* [Task statement]:
In the records below, some lines contain the word "segment". Copy each of them.

* [Data]:

-=-=-

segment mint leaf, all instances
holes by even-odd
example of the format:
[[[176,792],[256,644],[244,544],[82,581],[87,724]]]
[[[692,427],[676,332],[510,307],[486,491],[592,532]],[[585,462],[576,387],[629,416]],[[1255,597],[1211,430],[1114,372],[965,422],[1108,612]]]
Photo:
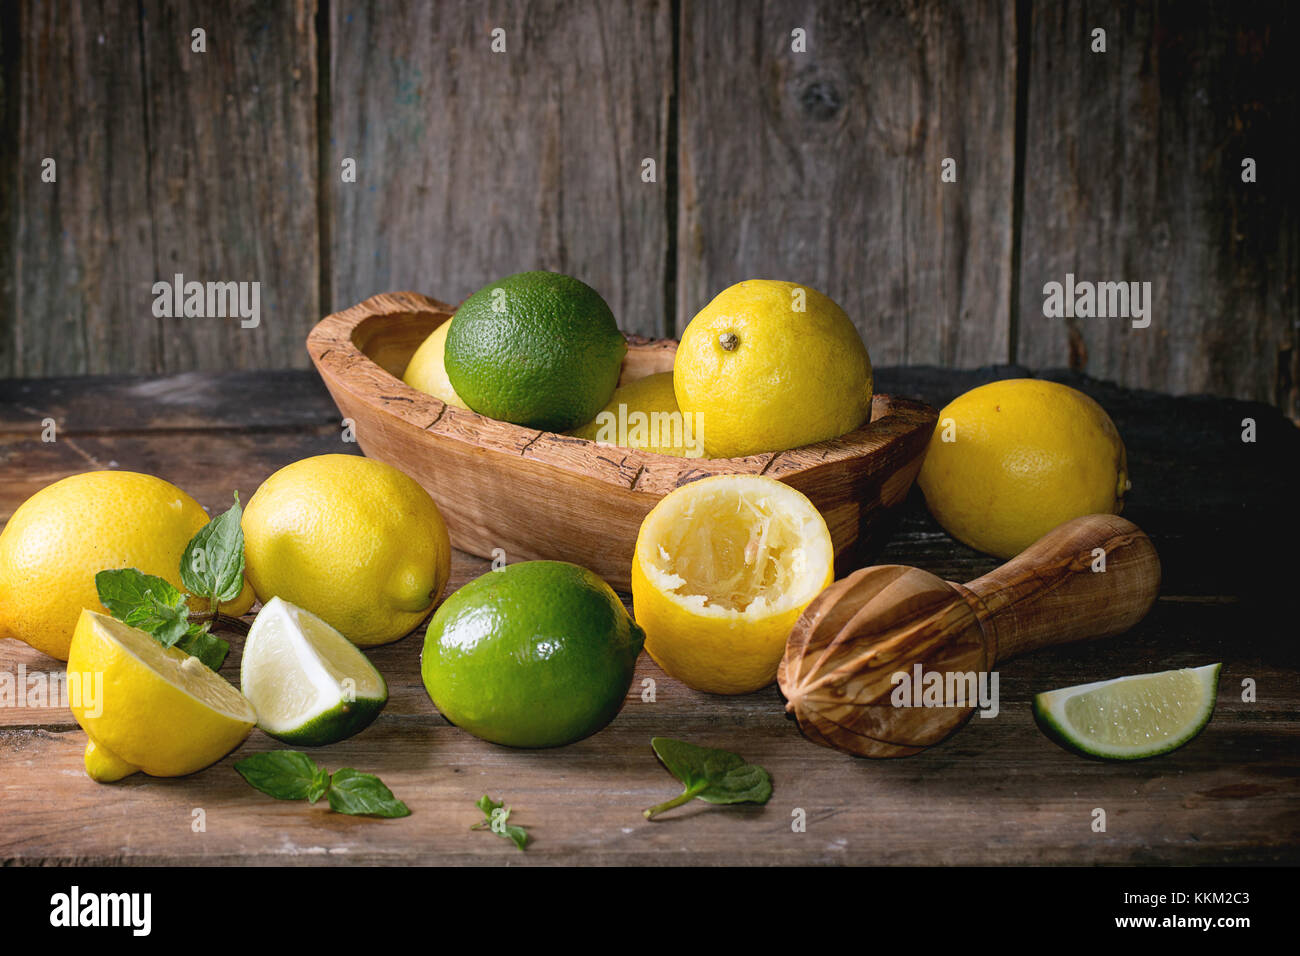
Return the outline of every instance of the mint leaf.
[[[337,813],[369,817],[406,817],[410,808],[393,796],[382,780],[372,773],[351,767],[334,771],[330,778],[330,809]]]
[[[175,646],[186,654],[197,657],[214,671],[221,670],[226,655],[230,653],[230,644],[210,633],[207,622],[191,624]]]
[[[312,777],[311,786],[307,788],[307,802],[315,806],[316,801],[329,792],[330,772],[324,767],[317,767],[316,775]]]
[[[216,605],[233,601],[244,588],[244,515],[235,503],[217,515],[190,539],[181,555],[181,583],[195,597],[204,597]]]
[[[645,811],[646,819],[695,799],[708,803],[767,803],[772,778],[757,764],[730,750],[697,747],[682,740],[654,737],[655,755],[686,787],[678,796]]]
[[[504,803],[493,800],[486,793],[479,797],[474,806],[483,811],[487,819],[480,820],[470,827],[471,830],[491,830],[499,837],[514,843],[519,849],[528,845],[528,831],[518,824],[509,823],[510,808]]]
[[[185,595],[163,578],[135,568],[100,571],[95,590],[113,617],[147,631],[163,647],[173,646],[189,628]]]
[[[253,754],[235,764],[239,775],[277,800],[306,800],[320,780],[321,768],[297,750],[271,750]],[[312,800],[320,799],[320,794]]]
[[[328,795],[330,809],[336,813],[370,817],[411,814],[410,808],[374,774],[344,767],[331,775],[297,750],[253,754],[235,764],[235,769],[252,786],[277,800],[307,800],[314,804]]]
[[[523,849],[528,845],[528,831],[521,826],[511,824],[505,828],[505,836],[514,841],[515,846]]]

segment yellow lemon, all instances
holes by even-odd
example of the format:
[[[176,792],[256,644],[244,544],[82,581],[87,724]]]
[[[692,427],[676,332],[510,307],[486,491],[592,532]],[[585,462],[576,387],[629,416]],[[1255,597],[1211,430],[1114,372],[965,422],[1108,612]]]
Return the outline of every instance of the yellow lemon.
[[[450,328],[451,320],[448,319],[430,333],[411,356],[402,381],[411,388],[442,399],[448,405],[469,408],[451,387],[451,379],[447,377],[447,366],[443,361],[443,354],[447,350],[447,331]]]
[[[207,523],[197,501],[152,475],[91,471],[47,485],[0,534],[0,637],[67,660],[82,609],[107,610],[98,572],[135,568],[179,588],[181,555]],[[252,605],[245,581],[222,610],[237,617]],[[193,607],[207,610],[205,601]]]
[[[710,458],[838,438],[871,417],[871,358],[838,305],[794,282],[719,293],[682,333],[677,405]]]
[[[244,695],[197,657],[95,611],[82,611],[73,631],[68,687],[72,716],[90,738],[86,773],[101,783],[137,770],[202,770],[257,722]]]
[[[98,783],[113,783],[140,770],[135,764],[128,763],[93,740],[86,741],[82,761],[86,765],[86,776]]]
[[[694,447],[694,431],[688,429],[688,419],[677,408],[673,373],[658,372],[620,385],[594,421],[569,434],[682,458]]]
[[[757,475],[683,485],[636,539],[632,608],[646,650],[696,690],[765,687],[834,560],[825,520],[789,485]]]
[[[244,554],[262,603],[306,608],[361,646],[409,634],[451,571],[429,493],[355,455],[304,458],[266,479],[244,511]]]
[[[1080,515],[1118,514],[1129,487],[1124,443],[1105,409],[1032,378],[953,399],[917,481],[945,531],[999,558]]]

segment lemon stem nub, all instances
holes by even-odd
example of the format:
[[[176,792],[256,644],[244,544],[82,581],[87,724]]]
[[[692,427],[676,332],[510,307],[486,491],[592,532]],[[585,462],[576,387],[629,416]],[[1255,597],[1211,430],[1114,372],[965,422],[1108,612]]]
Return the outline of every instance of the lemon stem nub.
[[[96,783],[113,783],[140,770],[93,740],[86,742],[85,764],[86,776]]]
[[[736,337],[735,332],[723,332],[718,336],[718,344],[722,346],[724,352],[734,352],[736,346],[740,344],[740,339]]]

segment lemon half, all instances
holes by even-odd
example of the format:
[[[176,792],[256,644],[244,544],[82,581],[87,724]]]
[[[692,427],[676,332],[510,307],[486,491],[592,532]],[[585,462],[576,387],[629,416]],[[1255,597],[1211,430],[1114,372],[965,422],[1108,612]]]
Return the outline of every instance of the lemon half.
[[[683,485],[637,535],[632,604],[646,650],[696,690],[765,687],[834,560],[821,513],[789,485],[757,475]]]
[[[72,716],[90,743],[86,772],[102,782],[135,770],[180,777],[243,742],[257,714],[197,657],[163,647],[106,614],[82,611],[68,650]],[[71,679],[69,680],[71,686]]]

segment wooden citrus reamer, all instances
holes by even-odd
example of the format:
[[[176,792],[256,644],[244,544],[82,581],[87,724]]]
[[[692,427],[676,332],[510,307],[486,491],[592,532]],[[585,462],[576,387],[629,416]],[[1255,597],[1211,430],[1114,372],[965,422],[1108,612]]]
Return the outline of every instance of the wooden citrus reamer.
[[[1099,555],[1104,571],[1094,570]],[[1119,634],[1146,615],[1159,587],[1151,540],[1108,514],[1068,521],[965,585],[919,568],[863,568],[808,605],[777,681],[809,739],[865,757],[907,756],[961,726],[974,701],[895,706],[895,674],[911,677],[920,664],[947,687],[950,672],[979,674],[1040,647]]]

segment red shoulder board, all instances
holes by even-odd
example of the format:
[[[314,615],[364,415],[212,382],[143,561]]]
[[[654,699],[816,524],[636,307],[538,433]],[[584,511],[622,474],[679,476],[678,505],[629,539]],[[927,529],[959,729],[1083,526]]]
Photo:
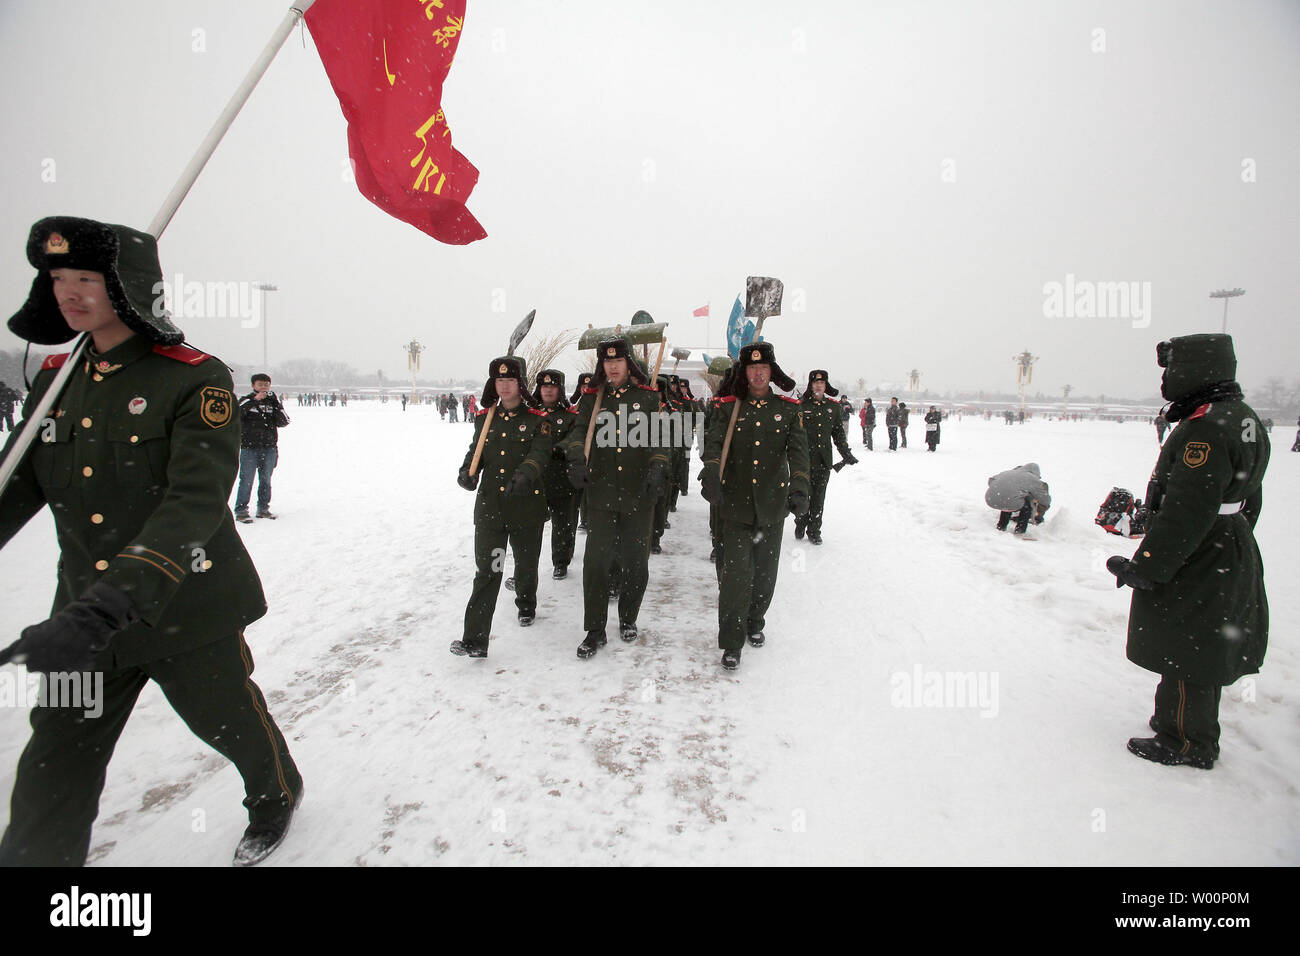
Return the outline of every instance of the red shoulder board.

-=-=-

* [Exercise answer]:
segment mint leaf, all instances
segment yellow lemon, all instances
segment lemon stem nub, all instances
segment lemon half, all instances
segment wooden citrus reamer, all instances
segment red shoulder board, all instances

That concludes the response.